ACTION ITEM:
In your answer, set down the records below exactly as they stand, omitting pictures.

MATERIAL SUPPLIED:
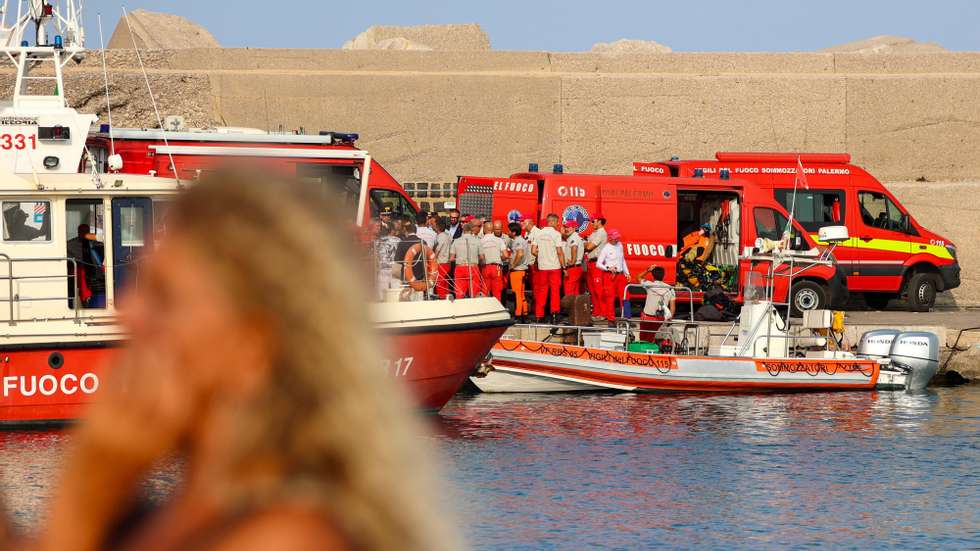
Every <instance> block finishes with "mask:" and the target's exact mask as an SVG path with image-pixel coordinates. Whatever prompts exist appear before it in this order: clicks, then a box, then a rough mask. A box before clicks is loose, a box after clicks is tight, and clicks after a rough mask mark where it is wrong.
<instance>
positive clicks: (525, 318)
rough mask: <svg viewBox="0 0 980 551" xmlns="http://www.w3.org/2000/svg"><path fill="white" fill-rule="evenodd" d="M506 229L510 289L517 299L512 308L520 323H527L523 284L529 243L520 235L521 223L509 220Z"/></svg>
mask: <svg viewBox="0 0 980 551" xmlns="http://www.w3.org/2000/svg"><path fill="white" fill-rule="evenodd" d="M507 229H508V230H510V235H511V242H510V289H511V290H512V291H514V296H515V297H516V299H517V304H516V307H515V308H514V317H516V318H517V319H518V320H519V321H520V322H521V323H527V315H528V309H527V295H526V294H525V291H524V289H525V285H526V284H527V270H528V268H529V267H530V264H531V263H530V258H531V245H530V244H528V242H527V240H526V239H524V237H523V236H522V235H521V231H522V229H521V225H520V224H518V223H517V222H511V223H510V225H509V226H507Z"/></svg>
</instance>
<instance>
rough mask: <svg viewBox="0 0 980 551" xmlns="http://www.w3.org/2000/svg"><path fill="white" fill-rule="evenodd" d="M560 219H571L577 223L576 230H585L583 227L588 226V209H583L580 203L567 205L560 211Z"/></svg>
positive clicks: (588, 220) (588, 216) (562, 220)
mask: <svg viewBox="0 0 980 551" xmlns="http://www.w3.org/2000/svg"><path fill="white" fill-rule="evenodd" d="M561 220H562V222H568V221H569V220H571V221H573V222H575V223H577V224H578V227H577V228H576V231H585V228H587V227H588V226H589V221H590V219H589V211H587V210H585V207H583V206H582V205H569V206H568V207H566V208H565V211H564V212H562V213H561Z"/></svg>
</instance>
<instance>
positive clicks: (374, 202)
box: [81, 125, 419, 224]
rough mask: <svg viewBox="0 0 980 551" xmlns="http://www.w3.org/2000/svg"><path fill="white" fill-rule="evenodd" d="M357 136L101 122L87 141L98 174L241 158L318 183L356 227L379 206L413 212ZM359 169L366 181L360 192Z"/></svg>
mask: <svg viewBox="0 0 980 551" xmlns="http://www.w3.org/2000/svg"><path fill="white" fill-rule="evenodd" d="M110 130H111V132H110ZM357 139H358V135H357V134H351V133H345V132H320V133H318V134H316V135H308V134H292V133H273V132H265V131H262V130H256V129H250V128H216V129H187V130H180V131H166V132H163V131H161V130H152V129H151V130H148V129H138V128H112V129H110V128H109V127H108V126H107V125H103V127H102V128H101V129H100V131H99V132H94V133H92V134H90V135H89V137H88V141H87V146H88V150H89V152H90V153H91V157H92V160H93V161H94V162H95V163H96V164H97V165H98V169H99V171H100V172H122V173H127V174H153V175H156V176H162V177H167V178H174V177H178V178H181V179H185V180H193V179H196V178H199V177H200V176H201V175H202V174H203V173H205V172H207V171H209V170H214V169H215V168H217V167H218V166H219V165H222V164H227V163H228V162H229V160H231V159H235V160H238V159H247V160H248V161H249V162H251V163H264V164H265V165H266V166H267V167H268V168H269V169H271V170H277V171H281V172H283V173H285V175H287V176H289V177H296V178H299V179H301V180H313V181H316V182H320V183H322V184H323V185H324V188H325V189H330V190H333V192H334V193H336V195H337V198H338V200H340V201H342V202H343V203H344V204H347V205H350V206H351V209H350V210H351V212H355V211H356V212H358V213H359V215H360V218H359V219H358V220H357V222H359V223H361V224H363V223H365V222H366V221H367V219H368V218H369V217H377V215H378V213H379V212H380V211H381V209H383V208H385V207H390V208H391V210H392V212H393V213H394V214H396V215H411V216H412V217H414V216H415V215H416V213H417V212H418V210H419V209H418V206H417V205H416V204H415V202H414V201H412V199H411V198H410V197H409V196H408V195H407V194H406V193H405V190H404V189H402V187H401V185H399V184H398V181H397V180H395V178H394V177H393V176H392V175H391V174H389V173H388V171H387V170H385V169H384V167H382V166H381V165H380V164H379V163H378V162H377V161H375V160H374V159H373V158H372V157H371V156H370V155H369V154H368V153H367V152H366V151H364V150H362V149H360V148H358V147H357V145H356V142H357ZM113 154H115V155H117V156H118V160H119V161H121V166H119V167H118V168H117V167H110V166H109V164H110V163H109V158H110V156H111V155H113ZM87 162H88V161H87V159H86V160H83V166H82V167H81V169H82V170H83V171H87V170H89V169H90V167H88V166H87V165H86V163H87ZM362 174H363V176H364V178H365V179H366V180H367V182H368V185H367V189H366V191H367V193H366V197H361V178H362Z"/></svg>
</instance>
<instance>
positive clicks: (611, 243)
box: [593, 230, 630, 321]
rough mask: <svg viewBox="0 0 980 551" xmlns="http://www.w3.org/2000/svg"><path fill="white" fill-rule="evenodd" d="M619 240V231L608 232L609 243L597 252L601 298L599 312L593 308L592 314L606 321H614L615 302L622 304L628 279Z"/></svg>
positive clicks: (624, 261) (622, 252)
mask: <svg viewBox="0 0 980 551" xmlns="http://www.w3.org/2000/svg"><path fill="white" fill-rule="evenodd" d="M621 238H622V235H621V234H620V233H619V230H609V242H608V243H606V244H605V245H604V246H603V247H602V249H600V250H599V256H598V258H596V263H595V265H596V268H598V269H599V270H600V271H601V272H602V291H601V292H602V297H601V300H600V301H599V304H600V310H599V312H598V313H596V312H595V308H594V307H593V314H595V315H596V316H597V317H599V318H605V319H606V320H608V321H613V320H615V319H616V301H617V300H619V301H620V302H622V300H623V291H625V290H626V283H627V282H628V281H629V278H630V272H629V266H627V265H626V256H625V254H624V251H623V244H622V243H621V242H620V239H621Z"/></svg>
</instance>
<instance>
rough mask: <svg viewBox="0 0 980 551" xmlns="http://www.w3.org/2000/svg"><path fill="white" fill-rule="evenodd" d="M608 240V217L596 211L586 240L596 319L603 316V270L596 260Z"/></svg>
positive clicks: (586, 266)
mask: <svg viewBox="0 0 980 551" xmlns="http://www.w3.org/2000/svg"><path fill="white" fill-rule="evenodd" d="M608 240H609V238H608V236H607V235H606V217H605V216H604V215H603V214H602V213H596V214H595V216H593V217H592V233H590V234H589V238H588V239H587V240H586V242H585V252H586V253H587V256H586V261H587V265H586V273H585V283H586V285H587V287H588V290H589V296H590V297H591V300H592V316H593V317H594V318H595V321H598V320H599V319H600V318H601V316H600V315H599V312H601V311H602V306H601V302H602V272H601V271H599V269H598V268H596V266H595V262H596V259H598V258H599V251H600V250H601V249H602V247H603V246H605V244H606V242H607V241H608Z"/></svg>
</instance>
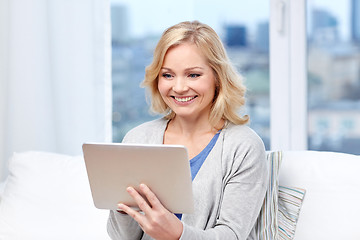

RESPONSE BOX:
Every <instance> block finishes with "mask:" and the target's exact mask as an SVG path with image-pixel coordinates. Whatever prompts exist appear before it in this order: clicks, then a box, then a rough mask. A box before clicks is loose, a box after clicks is tight, and clicks after a rough mask mark where it is wrong.
<instance>
positive clicks: (525, 318)
rough mask: <svg viewBox="0 0 980 551" xmlns="http://www.w3.org/2000/svg"><path fill="white" fill-rule="evenodd" d="M506 229L510 289L517 299L512 308L520 323H527L523 284L529 243L520 235L521 223L509 220Z"/></svg>
mask: <svg viewBox="0 0 980 551" xmlns="http://www.w3.org/2000/svg"><path fill="white" fill-rule="evenodd" d="M507 229H508V230H510V235H511V242H510V289H511V290H512V291H514V296H515V297H516V299H517V304H516V307H515V308H514V317H516V318H517V319H518V320H519V321H520V322H521V323H527V315H528V309H527V295H526V294H525V291H524V289H525V285H526V284H527V270H528V268H529V267H530V264H531V263H530V258H531V245H530V244H528V242H527V240H526V239H524V237H523V236H522V235H521V231H522V229H521V225H520V224H518V223H517V222H511V223H510V225H509V226H507Z"/></svg>
</instance>
<instance>
rough mask: <svg viewBox="0 0 980 551" xmlns="http://www.w3.org/2000/svg"><path fill="white" fill-rule="evenodd" d="M560 219H571L577 223L576 230H585L583 227L588 226V209H583L580 203L567 205L560 211Z"/></svg>
positive clicks: (588, 220) (588, 216) (562, 220)
mask: <svg viewBox="0 0 980 551" xmlns="http://www.w3.org/2000/svg"><path fill="white" fill-rule="evenodd" d="M561 220H562V222H568V221H569V220H571V221H573V222H575V223H577V224H578V227H577V228H576V231H585V228H587V227H588V226H589V221H590V219H589V211H587V210H585V207H583V206H582V205H569V206H568V207H566V208H565V211H564V212H562V213H561Z"/></svg>
</instance>
<instance>
positive clicks: (374, 202)
box: [81, 125, 419, 224]
rough mask: <svg viewBox="0 0 980 551" xmlns="http://www.w3.org/2000/svg"><path fill="white" fill-rule="evenodd" d="M357 136L101 122L87 141L98 174L241 158L318 183L356 227L379 206L413 212ZM359 169L366 181L360 192Z"/></svg>
mask: <svg viewBox="0 0 980 551" xmlns="http://www.w3.org/2000/svg"><path fill="white" fill-rule="evenodd" d="M110 130H111V132H110ZM357 139H358V135H357V134H351V133H345V132H320V133H318V134H316V135H308V134H292V133H273V132H265V131H262V130H256V129H250V128H216V129H187V130H180V131H166V132H163V131H161V130H152V129H151V130H148V129H138V128H112V129H110V128H109V127H108V126H107V125H103V127H102V128H101V129H100V131H99V132H94V133H92V134H90V135H89V137H88V141H87V146H88V150H89V152H90V153H91V157H92V160H93V161H94V162H95V163H96V164H97V165H98V169H99V171H100V172H122V173H127V174H153V175H156V176H162V177H167V178H174V177H178V178H181V179H185V180H193V179H196V178H199V177H200V176H201V175H202V174H203V173H205V172H207V171H209V170H214V169H215V168H217V167H218V166H219V165H222V164H227V163H228V162H229V160H231V159H235V160H238V159H247V160H248V161H249V162H251V163H264V164H265V165H266V166H267V167H268V168H269V169H271V170H277V171H281V172H283V173H285V175H287V176H289V177H296V178H299V179H301V180H313V181H316V182H320V183H322V184H323V185H324V188H325V189H330V190H333V192H334V193H336V195H337V198H338V200H340V201H342V202H343V203H344V204H347V205H350V206H351V209H350V210H351V212H355V211H356V212H358V213H359V215H360V218H359V219H358V220H357V222H359V223H361V224H363V223H365V222H366V221H367V219H368V218H369V217H377V215H378V213H379V212H380V211H381V209H383V208H385V207H390V208H391V210H392V212H393V213H394V214H396V215H411V216H412V217H414V216H415V215H416V213H417V212H418V210H419V209H418V206H417V205H416V204H415V202H414V201H412V199H411V198H410V197H409V196H408V195H407V194H406V193H405V190H404V189H402V187H401V185H399V184H398V181H397V180H395V178H394V177H393V176H392V175H391V174H389V173H388V171H387V170H385V169H384V167H382V166H381V165H380V164H379V163H378V162H377V161H375V160H374V159H373V158H372V157H371V156H370V155H369V154H368V153H367V152H366V151H364V150H362V149H360V148H358V147H357V145H356V142H357ZM113 154H115V155H117V156H118V160H119V161H121V166H119V167H118V168H117V167H110V166H109V164H110V163H109V158H110V156H111V155H113ZM87 162H88V161H87V159H86V160H83V166H82V167H81V169H82V170H83V171H87V170H89V169H90V167H88V166H87V165H86V163H87ZM362 174H363V176H364V178H365V179H366V180H367V182H368V185H367V189H366V191H367V193H366V197H361V178H362Z"/></svg>
</instance>
<instance>
positive clicks: (611, 243)
box: [593, 230, 630, 321]
rough mask: <svg viewBox="0 0 980 551" xmlns="http://www.w3.org/2000/svg"><path fill="white" fill-rule="evenodd" d="M619 240V231L608 232L609 243L597 252L601 298L599 312L593 308L592 314L606 321H614L615 302L622 304L628 279Z"/></svg>
positive clicks: (624, 261) (622, 252)
mask: <svg viewBox="0 0 980 551" xmlns="http://www.w3.org/2000/svg"><path fill="white" fill-rule="evenodd" d="M621 238H622V235H621V234H620V233H619V230H609V242H608V243H606V244H605V245H604V246H603V247H602V249H600V250H599V256H598V258H596V263H595V265H596V268H598V269H599V270H600V271H601V272H602V291H601V292H602V297H601V300H600V301H599V304H600V310H599V312H598V313H596V312H595V308H594V307H593V314H595V315H596V316H597V317H599V318H605V319H606V320H608V321H613V320H615V319H616V301H617V300H619V301H620V302H622V300H623V291H625V290H626V283H627V282H628V281H629V278H630V272H629V266H627V265H626V256H625V254H624V251H623V244H622V243H621V242H620V239H621Z"/></svg>
</instance>
<instance>
rough mask: <svg viewBox="0 0 980 551" xmlns="http://www.w3.org/2000/svg"><path fill="white" fill-rule="evenodd" d="M608 240V217L596 211L586 240L596 319L603 316V270L596 260Z"/></svg>
positive clicks: (586, 266)
mask: <svg viewBox="0 0 980 551" xmlns="http://www.w3.org/2000/svg"><path fill="white" fill-rule="evenodd" d="M608 240H609V238H608V236H607V235H606V217H605V216H604V215H603V214H602V213H596V214H595V216H593V217H592V233H590V234H589V238H588V239H587V240H586V242H585V252H586V253H587V256H586V261H587V265H586V273H585V283H586V285H587V287H588V290H589V296H590V297H591V300H592V316H593V317H594V318H595V321H598V320H599V319H600V318H601V316H600V315H599V312H601V311H602V306H601V302H602V272H601V271H599V269H598V268H596V266H595V262H596V259H598V258H599V251H600V250H601V249H602V247H603V246H605V244H606V242H607V241H608Z"/></svg>
</instance>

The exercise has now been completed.